━━━━━ THE INPUT ━━━━━

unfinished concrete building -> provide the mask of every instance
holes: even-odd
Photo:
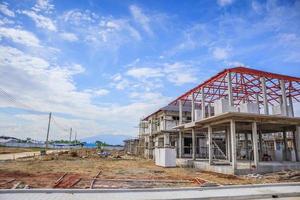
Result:
[[[190,105],[182,107],[182,120],[191,121]],[[178,125],[179,107],[176,105],[165,106],[143,118],[139,124],[139,138],[144,141],[144,157],[155,159],[155,151],[163,150],[164,147],[178,150],[178,130],[174,129]],[[172,153],[176,158],[175,151],[167,154],[170,156]]]
[[[177,165],[227,174],[299,169],[300,118],[293,106],[299,99],[300,78],[245,67],[225,69],[168,105],[178,107],[172,137],[160,131],[144,132],[142,138],[153,138],[145,146],[150,150],[154,144],[155,161],[170,165],[175,152]],[[190,120],[184,120],[187,107]],[[152,117],[160,112],[145,118],[150,130]]]

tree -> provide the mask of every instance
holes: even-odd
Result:
[[[97,145],[98,148],[108,146],[108,144],[106,144],[105,142],[99,141],[99,140],[96,141],[96,145]]]

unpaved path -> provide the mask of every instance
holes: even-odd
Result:
[[[47,154],[58,153],[66,150],[48,150]],[[26,158],[26,157],[34,157],[41,155],[40,151],[31,151],[31,152],[22,152],[22,153],[9,153],[9,154],[1,154],[0,160],[15,160],[18,158]]]

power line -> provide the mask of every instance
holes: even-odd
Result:
[[[24,109],[25,111],[27,112],[36,112],[36,113],[39,113],[39,114],[43,114],[43,115],[48,115],[49,112],[45,112],[45,111],[39,111],[38,109],[35,108],[35,106],[32,106],[32,105],[28,105],[28,104],[24,104],[20,101],[18,101],[16,99],[16,97],[14,97],[13,95],[9,94],[9,92],[7,92],[6,90],[4,90],[3,88],[0,88],[0,96],[6,98],[6,100],[10,103],[12,103],[13,105],[17,106],[17,108],[22,108]],[[64,125],[61,125],[60,123],[58,123],[54,116],[52,115],[49,119],[49,122],[48,122],[48,126],[49,126],[49,123],[50,123],[50,120],[51,122],[59,129],[61,129],[62,131],[64,132],[67,132],[69,129],[66,128]],[[49,128],[48,128],[49,129]],[[50,130],[47,131],[47,138],[49,137],[49,132]]]
[[[38,112],[40,114],[47,114],[49,112],[45,112],[45,111],[38,111],[36,108],[34,108],[33,106],[29,106],[27,104],[24,104],[20,101],[18,101],[14,96],[12,96],[11,94],[9,94],[6,90],[4,90],[3,88],[0,88],[0,95],[2,97],[5,97],[10,103],[13,103],[14,105],[21,107],[23,109],[27,109],[26,111],[33,111],[33,112]]]

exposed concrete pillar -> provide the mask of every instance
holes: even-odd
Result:
[[[294,145],[296,161],[299,162],[298,145],[297,145],[297,130],[293,131],[293,145]]]
[[[257,103],[257,112],[258,112],[258,114],[260,114],[259,95],[257,93],[255,94],[255,101]]]
[[[282,95],[282,115],[287,116],[288,110],[287,110],[287,98],[286,98],[286,90],[285,90],[285,81],[280,80],[280,88],[281,88],[281,95]]]
[[[236,162],[236,132],[235,132],[235,121],[230,120],[230,137],[231,137],[231,165],[233,170],[237,169]]]
[[[150,159],[151,155],[152,155],[152,145],[153,145],[153,138],[149,137],[149,142],[148,142],[148,159]]]
[[[226,159],[228,160],[228,158],[229,158],[229,154],[228,154],[228,151],[229,151],[229,148],[228,148],[228,139],[229,139],[229,137],[228,137],[228,130],[227,129],[225,129],[225,151],[226,151]]]
[[[289,96],[289,106],[291,108],[291,117],[295,117],[293,99],[291,96]]]
[[[287,161],[287,141],[286,141],[286,131],[282,132],[283,135],[283,161]]]
[[[196,160],[196,133],[195,128],[192,128],[192,158]]]
[[[205,95],[204,87],[201,88],[201,109],[202,109],[202,119],[205,118]]]
[[[182,131],[178,133],[178,158],[182,158]]]
[[[182,124],[182,100],[180,99],[178,101],[178,104],[179,104],[179,125]]]
[[[227,73],[227,84],[228,84],[228,101],[229,101],[229,107],[230,111],[232,111],[232,107],[234,106],[233,103],[233,95],[232,95],[232,81],[231,81],[231,72]]]
[[[252,122],[252,146],[253,146],[253,159],[254,159],[254,165],[257,168],[258,167],[258,146],[257,146],[257,124],[256,122]]]
[[[226,128],[227,136],[227,159],[231,162],[231,136],[230,136],[230,126]]]
[[[192,122],[195,121],[195,93],[192,94],[192,110],[191,110]]]
[[[164,133],[164,147],[170,146],[170,133]]]
[[[269,114],[269,105],[268,105],[268,97],[267,97],[267,87],[266,87],[266,79],[265,77],[260,77],[261,89],[263,93],[263,102],[264,102],[264,113],[266,115]]]
[[[212,127],[208,126],[208,163],[211,165],[213,160],[213,145],[212,145]]]
[[[207,105],[207,111],[208,111],[208,117],[211,117],[212,113],[211,113],[211,104],[210,103]]]
[[[296,146],[296,150],[298,152],[298,162],[300,161],[300,127],[296,127],[296,131],[295,131],[295,146]]]
[[[244,133],[245,136],[245,146],[246,146],[246,158],[249,159],[249,148],[248,148],[248,133]]]

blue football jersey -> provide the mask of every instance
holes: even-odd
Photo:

━━━━━

▶ _WORK TO BE COMPLETED_:
Please copy the entries in full. Leave each image out.

▶ _TASK RESPONSE_:
unfinished concrete building -> provide the mask of every instance
holes: even-odd
Photo:
Result:
[[[190,105],[182,107],[182,120],[191,121]],[[178,125],[179,107],[176,105],[165,106],[143,118],[139,124],[139,138],[144,141],[144,157],[155,159],[155,151],[163,150],[164,147],[178,150],[178,130],[174,129]],[[172,153],[176,158],[175,151],[167,154],[170,156]]]
[[[177,165],[227,174],[299,169],[300,118],[293,106],[299,99],[300,78],[245,67],[225,69],[168,105],[178,107],[172,137],[160,131],[144,132],[142,138],[153,138],[145,146],[150,150],[154,144],[155,161],[170,165],[175,152]],[[190,120],[184,120],[187,107]],[[152,117],[160,112],[145,118],[150,130]]]

tree -> provide the mask of every instance
holes: even-odd
Result:
[[[97,145],[98,148],[108,146],[108,144],[106,144],[105,142],[99,141],[99,140],[96,141],[96,145]]]

unpaved path -> provide the mask of every instance
holes: even-odd
Result:
[[[47,154],[58,153],[66,150],[48,150]],[[26,158],[26,157],[34,157],[41,155],[40,151],[31,151],[31,152],[22,152],[22,153],[9,153],[9,154],[1,154],[0,160],[15,160],[18,158]]]

power line -> provide the mask of every instance
holes: even-odd
Result:
[[[24,109],[25,111],[27,112],[36,112],[36,113],[39,113],[39,114],[43,114],[43,115],[48,115],[49,112],[45,112],[45,111],[39,111],[38,109],[35,108],[35,106],[32,106],[32,105],[28,105],[28,104],[24,104],[20,101],[18,101],[16,99],[16,97],[14,97],[13,95],[9,94],[9,92],[7,92],[6,90],[4,90],[3,88],[0,88],[0,96],[6,98],[6,100],[10,103],[12,103],[13,105],[17,106],[17,108],[22,108]],[[64,125],[61,125],[60,123],[58,123],[54,116],[52,115],[49,119],[49,122],[48,122],[48,126],[49,126],[49,123],[50,123],[50,120],[51,122],[59,129],[61,129],[62,131],[64,132],[67,132],[69,129],[66,128]],[[49,128],[48,128],[49,129]],[[50,130],[47,131],[47,138],[49,137],[49,132]]]
[[[38,112],[40,114],[47,114],[49,112],[45,112],[45,111],[38,111],[36,108],[34,108],[33,106],[29,106],[27,104],[24,104],[20,101],[18,101],[14,96],[12,96],[11,94],[9,94],[6,90],[4,90],[3,88],[0,88],[0,95],[2,97],[5,97],[10,103],[13,103],[14,105],[21,107],[23,109],[27,109],[26,111],[33,111],[33,112]]]

exposed concrete pillar -> provide the mask of every instance
holes: even-odd
Result:
[[[294,145],[296,161],[299,162],[298,145],[297,145],[297,130],[293,131],[293,145]]]
[[[257,103],[257,112],[258,112],[258,114],[260,114],[259,95],[257,93],[255,94],[255,101]]]
[[[282,95],[282,115],[287,116],[288,110],[287,110],[287,98],[286,98],[286,90],[285,90],[285,81],[280,80],[280,88],[281,88],[281,95]]]
[[[236,162],[236,132],[235,132],[235,121],[230,120],[230,137],[231,137],[231,165],[233,170],[237,169]]]
[[[150,159],[151,155],[152,155],[152,145],[153,145],[153,138],[149,137],[149,142],[148,142],[148,159]]]
[[[226,159],[228,160],[228,158],[229,158],[229,154],[228,154],[228,151],[229,151],[229,148],[228,148],[228,139],[229,139],[229,137],[228,137],[228,130],[227,129],[225,129],[225,151],[226,151]]]
[[[289,96],[289,106],[291,108],[291,117],[295,117],[293,99],[291,96]]]
[[[287,161],[287,141],[286,141],[286,131],[282,132],[283,135],[283,161]]]
[[[196,160],[196,133],[195,128],[192,128],[192,158]]]
[[[205,95],[204,87],[201,88],[201,109],[202,109],[202,119],[205,118]]]
[[[182,131],[178,133],[178,158],[182,158]]]
[[[182,124],[182,100],[180,99],[178,101],[178,104],[179,104],[179,125]]]
[[[227,73],[227,84],[228,84],[228,101],[229,101],[229,107],[230,111],[232,111],[232,107],[234,106],[233,103],[233,95],[232,95],[232,81],[231,81],[231,72]]]
[[[252,122],[252,146],[253,146],[253,159],[254,159],[254,165],[257,168],[258,167],[258,146],[257,146],[257,124],[256,122]]]
[[[226,128],[227,136],[227,159],[231,162],[231,136],[230,136],[230,126]]]
[[[192,122],[195,121],[195,93],[192,94],[192,110],[191,110]]]
[[[164,133],[164,147],[170,146],[170,133]]]
[[[269,114],[269,105],[268,105],[268,97],[267,97],[267,87],[266,87],[266,79],[265,77],[260,77],[261,89],[263,93],[263,102],[264,102],[264,113],[266,115]]]
[[[212,127],[208,126],[208,163],[211,165],[213,160],[213,145],[212,145]]]
[[[207,105],[207,111],[208,111],[208,117],[211,117],[212,113],[211,113],[211,104],[210,103]]]
[[[296,146],[296,150],[298,152],[298,162],[300,161],[300,127],[296,127],[296,131],[295,131],[295,146]]]
[[[244,133],[245,136],[245,146],[246,146],[246,158],[249,159],[249,148],[248,148],[248,133]]]

blue football jersey -> provide the mask of every instance
holes: even-odd
Photo:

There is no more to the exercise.